Problem description -> Transcribe every line below exactly; no image goes into the output.

[[ Provided records open ]]

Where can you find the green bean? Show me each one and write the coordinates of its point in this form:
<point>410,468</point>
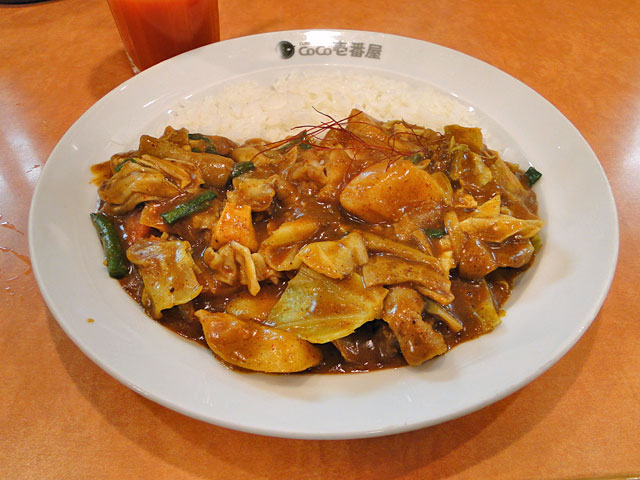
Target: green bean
<point>196,204</point>
<point>532,175</point>
<point>117,264</point>
<point>240,168</point>
<point>435,233</point>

[[ Provided records closed ]]

Response area ->
Where can you find the green bean? Show me each one and write the coordinates of its point in this form:
<point>410,468</point>
Target: green bean
<point>196,204</point>
<point>532,175</point>
<point>117,264</point>
<point>240,168</point>
<point>435,233</point>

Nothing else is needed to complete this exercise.